==== Excerpted data ====

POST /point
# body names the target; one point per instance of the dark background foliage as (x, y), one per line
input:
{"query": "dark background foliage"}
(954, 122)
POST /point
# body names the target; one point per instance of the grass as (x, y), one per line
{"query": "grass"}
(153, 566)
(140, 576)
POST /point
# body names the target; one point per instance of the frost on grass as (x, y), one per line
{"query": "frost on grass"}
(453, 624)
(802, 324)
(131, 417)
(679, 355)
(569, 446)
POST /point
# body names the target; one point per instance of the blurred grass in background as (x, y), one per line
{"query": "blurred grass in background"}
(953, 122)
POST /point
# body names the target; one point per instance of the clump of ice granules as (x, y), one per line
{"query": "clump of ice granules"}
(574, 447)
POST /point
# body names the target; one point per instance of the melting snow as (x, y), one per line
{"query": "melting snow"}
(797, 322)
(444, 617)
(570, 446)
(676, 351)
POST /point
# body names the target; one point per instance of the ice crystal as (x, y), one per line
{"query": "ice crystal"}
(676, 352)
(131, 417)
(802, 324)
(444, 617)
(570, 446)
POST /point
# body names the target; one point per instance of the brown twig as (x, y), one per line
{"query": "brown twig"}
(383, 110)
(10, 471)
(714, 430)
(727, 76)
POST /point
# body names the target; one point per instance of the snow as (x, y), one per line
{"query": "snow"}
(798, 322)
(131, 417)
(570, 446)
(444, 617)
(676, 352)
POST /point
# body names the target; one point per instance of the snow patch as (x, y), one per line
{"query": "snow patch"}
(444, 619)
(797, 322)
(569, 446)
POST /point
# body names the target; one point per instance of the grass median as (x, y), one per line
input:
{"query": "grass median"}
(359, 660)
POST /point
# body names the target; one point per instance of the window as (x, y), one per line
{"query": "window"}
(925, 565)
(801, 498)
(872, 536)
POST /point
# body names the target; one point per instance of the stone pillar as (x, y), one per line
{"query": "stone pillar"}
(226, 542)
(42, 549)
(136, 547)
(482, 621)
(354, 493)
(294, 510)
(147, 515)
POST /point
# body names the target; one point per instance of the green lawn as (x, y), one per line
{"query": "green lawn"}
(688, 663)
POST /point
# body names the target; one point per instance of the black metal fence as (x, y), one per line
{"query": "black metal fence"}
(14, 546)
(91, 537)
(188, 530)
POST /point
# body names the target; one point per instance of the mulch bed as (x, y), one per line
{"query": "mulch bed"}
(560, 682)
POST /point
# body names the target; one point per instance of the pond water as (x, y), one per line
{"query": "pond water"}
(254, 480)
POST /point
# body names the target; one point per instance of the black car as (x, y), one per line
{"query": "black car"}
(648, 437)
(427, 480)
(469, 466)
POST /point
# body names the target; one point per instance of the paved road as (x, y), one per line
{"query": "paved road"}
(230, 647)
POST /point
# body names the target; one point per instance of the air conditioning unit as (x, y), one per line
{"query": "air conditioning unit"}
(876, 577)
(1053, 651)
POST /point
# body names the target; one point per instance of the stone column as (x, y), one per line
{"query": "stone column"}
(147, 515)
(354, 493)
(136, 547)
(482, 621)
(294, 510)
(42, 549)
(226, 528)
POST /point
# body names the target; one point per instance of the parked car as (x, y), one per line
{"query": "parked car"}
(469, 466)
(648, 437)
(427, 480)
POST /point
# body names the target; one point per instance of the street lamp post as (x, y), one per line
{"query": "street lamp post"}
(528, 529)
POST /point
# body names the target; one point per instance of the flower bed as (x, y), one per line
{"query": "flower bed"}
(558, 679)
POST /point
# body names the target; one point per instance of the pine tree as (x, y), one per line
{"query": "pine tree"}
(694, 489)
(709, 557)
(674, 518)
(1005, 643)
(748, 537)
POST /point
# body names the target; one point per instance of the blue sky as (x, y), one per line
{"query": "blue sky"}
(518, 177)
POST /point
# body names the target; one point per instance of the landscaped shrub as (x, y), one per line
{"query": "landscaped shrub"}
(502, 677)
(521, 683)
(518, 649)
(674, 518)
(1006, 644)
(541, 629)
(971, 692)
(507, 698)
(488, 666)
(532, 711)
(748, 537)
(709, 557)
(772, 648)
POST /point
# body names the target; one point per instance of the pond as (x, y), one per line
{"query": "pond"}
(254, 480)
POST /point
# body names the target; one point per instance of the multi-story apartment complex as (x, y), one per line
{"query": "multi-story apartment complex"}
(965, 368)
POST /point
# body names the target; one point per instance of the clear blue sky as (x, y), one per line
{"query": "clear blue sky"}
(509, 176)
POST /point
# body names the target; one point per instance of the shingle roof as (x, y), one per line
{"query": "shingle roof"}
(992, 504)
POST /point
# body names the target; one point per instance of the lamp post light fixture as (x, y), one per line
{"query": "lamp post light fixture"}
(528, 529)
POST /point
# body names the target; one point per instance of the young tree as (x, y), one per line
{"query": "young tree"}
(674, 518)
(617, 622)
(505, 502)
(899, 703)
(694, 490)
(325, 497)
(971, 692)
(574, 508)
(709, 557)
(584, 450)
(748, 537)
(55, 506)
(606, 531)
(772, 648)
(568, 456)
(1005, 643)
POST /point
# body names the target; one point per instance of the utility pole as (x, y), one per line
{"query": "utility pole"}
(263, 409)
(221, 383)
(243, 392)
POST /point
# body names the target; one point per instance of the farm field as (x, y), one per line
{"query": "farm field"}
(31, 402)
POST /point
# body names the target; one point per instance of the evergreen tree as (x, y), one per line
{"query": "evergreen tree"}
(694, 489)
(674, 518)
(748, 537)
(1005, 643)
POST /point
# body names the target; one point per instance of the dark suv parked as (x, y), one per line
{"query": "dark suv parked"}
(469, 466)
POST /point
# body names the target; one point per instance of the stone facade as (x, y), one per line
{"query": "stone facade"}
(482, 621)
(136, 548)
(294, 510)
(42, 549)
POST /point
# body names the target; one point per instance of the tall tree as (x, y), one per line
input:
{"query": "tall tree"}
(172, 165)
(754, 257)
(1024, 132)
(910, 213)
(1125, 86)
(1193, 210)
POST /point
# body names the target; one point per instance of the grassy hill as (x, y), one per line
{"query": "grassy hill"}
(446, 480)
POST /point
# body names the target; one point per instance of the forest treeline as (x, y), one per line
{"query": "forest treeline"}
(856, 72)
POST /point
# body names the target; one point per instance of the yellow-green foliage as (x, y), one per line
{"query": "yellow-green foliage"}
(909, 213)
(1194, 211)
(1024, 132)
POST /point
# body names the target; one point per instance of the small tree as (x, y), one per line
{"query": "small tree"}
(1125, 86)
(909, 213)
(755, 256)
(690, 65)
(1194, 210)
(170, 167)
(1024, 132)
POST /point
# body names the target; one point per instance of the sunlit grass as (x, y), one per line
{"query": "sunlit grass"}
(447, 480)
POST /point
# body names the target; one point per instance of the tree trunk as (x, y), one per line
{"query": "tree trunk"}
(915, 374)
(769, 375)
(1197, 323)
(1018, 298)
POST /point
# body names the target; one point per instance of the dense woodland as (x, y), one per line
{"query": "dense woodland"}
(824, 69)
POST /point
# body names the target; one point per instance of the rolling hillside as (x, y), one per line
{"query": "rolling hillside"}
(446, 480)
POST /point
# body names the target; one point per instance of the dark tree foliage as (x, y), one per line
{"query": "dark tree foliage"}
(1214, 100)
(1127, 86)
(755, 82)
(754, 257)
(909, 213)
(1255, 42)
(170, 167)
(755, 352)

====

#### Exercise aim:
Copy every record verbatim.

#### Final answer:
POST /point
# body names the target; one point per instance of the dark background foliage as (x, y), one per line
input:
{"query": "dark background foliage"}
(954, 122)
POST /point
# body names the target; one point per instance of the grass as (x, y), one per line
{"query": "grass"}
(153, 566)
(140, 576)
POST /point
# body names the target; one point per instance of the frost on grass as (x, y), one per line
{"query": "frost on grass"}
(453, 624)
(802, 324)
(131, 417)
(679, 355)
(569, 446)
POST /point
# body names the target; one point per instance of the blurred grass in background as (x, y), one per line
{"query": "blurred grass in background"}
(953, 122)
POST /point
# body names the target; one point per instance of the clump of ice granules as (x, y), one per line
{"query": "clump of ice granules"}
(574, 447)
POST /point
# body names the target; one point per instance of the melting snow as (x, y), one per line
{"query": "melting snow"}
(797, 322)
(444, 617)
(570, 446)
(676, 351)
POST /point
# body names the target; one point per instance of the ice crystal as (x, y), one per line
{"query": "ice crystal"}
(676, 352)
(131, 417)
(802, 324)
(444, 617)
(570, 446)
POST /point
# body names the target; one point per instance of the brown twig as (x, y), one per line
{"query": "brown twig"}
(383, 110)
(10, 471)
(714, 430)
(727, 76)
POST /point
# body names the target; one point per instance of the snow as (x, y), one per line
{"query": "snow"}
(798, 322)
(131, 417)
(570, 446)
(444, 617)
(676, 352)
POST /point
# body names the target; one point per instance of the snow patch as (x, y), one per line
{"query": "snow patch"}
(444, 619)
(797, 322)
(569, 446)
POST /point
# body names the target; one point per instance of the grass median as (x, y), one per line
input:
{"query": "grass median"}
(359, 660)
POST /point
# body names the target; one point per instance of the window as (x, y), one per line
{"query": "window"}
(925, 565)
(801, 498)
(872, 536)
POST /point
# body names the target; one point per instance of the stone pillar as (x, y), one per line
{"query": "stone pillar"}
(226, 542)
(42, 549)
(136, 547)
(482, 621)
(354, 493)
(294, 510)
(147, 515)
POST /point
# body names the target; one point per instance of the green lawn as (x, y), one per line
{"query": "green lawn"}
(688, 663)
POST /point
# body names the target; one point per instance of the black metal fence as (x, y), one per line
{"query": "black metal fence"}
(14, 546)
(91, 537)
(188, 530)
POST /point
# body names the target; one point per instance of the mulch bed as (x, y), one per line
{"query": "mulch bed"}
(560, 682)
POST /point
# body names the target; one point per instance of the pond water as (x, y), one per line
{"query": "pond water"}
(254, 480)
POST /point
# body names the target; one point per instance of the black car as (x, y), one per line
{"query": "black car"}
(648, 437)
(427, 480)
(469, 466)
POST /point
# body names the target; one point per instance of the paved road as (x, y), one per line
{"query": "paved road"}
(230, 647)
POST /point
# body names the target; one point per instance of the air conditioning unit as (x, y), one per line
{"query": "air conditioning unit"}
(876, 577)
(1053, 651)
POST /point
# body names the target; one point per instance of the stone column as (x, y), one per line
{"query": "stone column"}
(147, 515)
(354, 493)
(136, 547)
(482, 621)
(294, 510)
(42, 549)
(226, 528)
POST /point
# body names the target; one point per instance of the parked car as (x, y), one per line
{"query": "parked car"}
(469, 466)
(648, 437)
(427, 480)
POST /point
# body names the target; one point per instance of the street lamp post as (x, y), one per line
{"query": "street lamp post"}
(528, 529)
POST /point
# body names the target; one point per instance of the flower bed as (x, y), one per line
{"query": "flower bed"}
(558, 679)
POST /point
# body names the target; one point per instance of the pine tree as (x, y), one per line
{"query": "pine tree"}
(694, 489)
(709, 557)
(674, 518)
(1005, 643)
(748, 537)
POST /point
# body names the target; one point per instance of the blue sky as (x, y), one per line
{"query": "blue sky"}
(518, 177)
POST /point
# body names the target; one point per instance of the landscaped shrub as (x, y), one per line
{"query": "landscaped shrub"}
(502, 677)
(521, 683)
(518, 649)
(674, 518)
(1006, 644)
(541, 629)
(971, 692)
(507, 698)
(488, 666)
(532, 711)
(748, 537)
(709, 557)
(772, 648)
POST /point
# body names the target; one point per instance of the pond as (x, y), one per line
{"query": "pond"}
(254, 480)
POST /point
# body names the target; one point per instance of the multi-story apartment complex as (x, y), one per line
{"query": "multi-story apartment complex"}
(965, 368)
POST /point
# body names the target; one point per instance of the clear blue sky as (x, y), one per line
{"query": "clear blue sky"}
(509, 176)
POST /point
# body names the target; one point per instance of the shingle roof as (x, y), one per line
{"query": "shingle roof"}
(992, 504)
POST /point
# body names the target; one point per instance of the lamp post light fixture as (x, y), one per line
{"query": "lamp post light fixture"}
(528, 529)
POST /point
# body names the target; one point per instance of the young tree as (x, y), one per line
{"query": "young tree"}
(674, 518)
(617, 622)
(505, 502)
(899, 703)
(694, 490)
(325, 497)
(971, 692)
(574, 508)
(709, 557)
(584, 450)
(748, 537)
(55, 506)
(606, 531)
(772, 648)
(568, 456)
(1005, 643)
POST /point
# body names the target; one point per instance of the utility pole as (x, y), one per line
{"query": "utility pole"}
(263, 409)
(221, 383)
(243, 392)
POST /point
# body names the target; one point per instance of the farm field as (x, y), one per line
{"query": "farm field"}
(31, 402)
POST /point
# body names the target; one point per instance of the evergreen tree as (x, y), one per line
{"query": "evergreen tree"}
(694, 489)
(674, 518)
(748, 537)
(1005, 643)
POST /point
# body names the target; one point per instance of the dark suv parked as (x, y), one per line
{"query": "dark suv parked"}
(469, 466)
POST /point
# body names the target; one point per instance of the stone facade as (x, y), one per line
{"query": "stone facade"}
(482, 621)
(136, 548)
(294, 510)
(42, 549)
POST /point
# body names the target; one point per instance of the tall tree as (x, y), one per line
input:
{"query": "tall tree"}
(172, 165)
(754, 257)
(1024, 132)
(910, 213)
(1125, 86)
(1193, 210)
POST /point
# body names the target; one point per instance of the grassy hill as (x, y), one per line
{"query": "grassy hill"}
(446, 480)
POST /point
# body names the target; one point per instance of the forest treeline as (x, y), one per line
{"query": "forest treeline"}
(856, 72)
POST /point
# body names the target; one point per instance of the yellow-green foliage as (x, y), one per line
{"query": "yellow-green foliage"}
(909, 213)
(1194, 211)
(1024, 132)
POST /point
# body names the target; one point per instance of the small tree as (x, y), one per line
{"query": "small tree"}
(1125, 86)
(909, 213)
(755, 256)
(690, 65)
(1194, 210)
(170, 167)
(1024, 132)
POST /point
# body names the target; one point per instance of the sunlit grass as (x, y), one per line
{"query": "sunlit grass"}
(447, 480)
POST /point
# body names the target; one point per instance of the tree trunk as (x, y), one per line
{"query": "tree trunk"}
(915, 374)
(769, 375)
(1197, 323)
(1018, 298)
POST /point
# body names the target; one point per instance of the dense woodland as (x, y), one per line
{"query": "dense woodland"}
(824, 69)
POST /point
# body names the target; one point per instance of the rolling hillside as (x, y), one per line
{"query": "rolling hillside"}
(446, 480)
POST /point
# body names the target; one point per instance of the dark tree foliage as (x, y), one per line
{"query": "dark tree foliage"}
(1214, 100)
(1127, 86)
(755, 82)
(754, 257)
(909, 213)
(1255, 42)
(170, 167)
(755, 352)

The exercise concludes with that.